■ DESCRIPTION OF THE TASK: Quote each record exactly, please, leaving none out.

* * *

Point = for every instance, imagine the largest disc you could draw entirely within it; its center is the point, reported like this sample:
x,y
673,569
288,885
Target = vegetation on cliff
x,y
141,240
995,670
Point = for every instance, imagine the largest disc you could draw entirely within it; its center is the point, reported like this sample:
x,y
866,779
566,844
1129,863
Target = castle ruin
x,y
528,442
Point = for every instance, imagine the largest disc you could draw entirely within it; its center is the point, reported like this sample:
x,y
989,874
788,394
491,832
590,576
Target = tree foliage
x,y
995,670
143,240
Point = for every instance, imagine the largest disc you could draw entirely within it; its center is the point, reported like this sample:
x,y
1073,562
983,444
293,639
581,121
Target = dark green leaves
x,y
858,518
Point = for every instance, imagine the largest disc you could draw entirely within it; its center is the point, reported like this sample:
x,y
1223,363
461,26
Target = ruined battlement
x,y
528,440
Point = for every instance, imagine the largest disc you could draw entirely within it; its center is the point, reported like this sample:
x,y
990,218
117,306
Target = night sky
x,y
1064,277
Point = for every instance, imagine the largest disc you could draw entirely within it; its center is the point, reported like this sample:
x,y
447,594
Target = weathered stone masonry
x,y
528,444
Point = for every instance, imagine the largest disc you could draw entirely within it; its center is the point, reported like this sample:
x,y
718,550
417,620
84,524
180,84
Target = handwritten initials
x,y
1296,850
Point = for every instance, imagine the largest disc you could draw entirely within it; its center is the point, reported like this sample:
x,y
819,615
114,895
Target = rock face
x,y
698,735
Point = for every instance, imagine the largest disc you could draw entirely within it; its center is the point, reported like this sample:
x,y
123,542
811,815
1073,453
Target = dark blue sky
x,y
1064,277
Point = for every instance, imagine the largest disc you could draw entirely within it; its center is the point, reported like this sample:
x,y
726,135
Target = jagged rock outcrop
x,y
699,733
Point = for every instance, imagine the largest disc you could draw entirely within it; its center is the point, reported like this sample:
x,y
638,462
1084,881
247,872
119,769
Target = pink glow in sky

* * *

■ RESULT BELOW:
Point = for every instance, imagine the largest disc you could draw entirely within it; its center is the point, reported like this sample:
x,y
673,569
288,885
Target = vegetation on cliff
x,y
141,240
995,670
Point = for every instance, imagine the largest disc you could draw entirely within it; its center is the point, reported like this sample:
x,y
866,779
566,844
1129,863
Target = castle ruin
x,y
528,442
Point = for every instance, imagine the largest disc you could draw entirely within it; its center is the point, reported like this sample:
x,y
989,874
788,394
491,832
590,576
Target = tree foliage
x,y
995,670
143,240
Point = for every instance, imagine the largest disc you could draw entirely within it; its center is the point, reported like this sample:
x,y
1073,562
983,444
293,639
581,121
Target = dark green leaves
x,y
858,518
Point = for every instance, imagine the largest disc you could draw entirely within it; its center is the point, reported like this sample:
x,y
1223,363
461,26
Target = ruined battlement
x,y
528,440
Point = for every instance, imagine the largest disc you could draw entirely within it; its center is the point, reported like this sample:
x,y
990,218
117,306
Target = night sky
x,y
1064,277
Point = for every instance, imagine the largest disc you could draw entirely within it; its center is the point, reported like this sample:
x,y
447,594
Target = weathered stone masonry
x,y
528,444
Point = for every instance, imagine the largest disc you could draw entirely within it; its center is the point, reported like this sample:
x,y
718,550
417,620
84,524
180,84
Target = handwritten initials
x,y
1296,850
Point = for every instance, imagine the largest disc you could draw entirely within it; its center is the point, reported like this sample:
x,y
819,615
114,895
Target = rock face
x,y
698,735
Point = for every instance, imagine the largest disc you could draw entirely within it; its center is the point, reported like this sample:
x,y
123,542
811,815
1073,453
Target = dark blue sky
x,y
1064,277
Point = for every instance, imagine the largest disc you could draw entirely within it; its center is the point, reported like this sample:
x,y
726,135
Target = jagged rock outcrop
x,y
699,733
Point = for every instance, imagine the largest disc you could draw entirely within it; its center is the point, reported like this sample:
x,y
638,462
1084,881
247,872
119,769
Target = pink glow in sky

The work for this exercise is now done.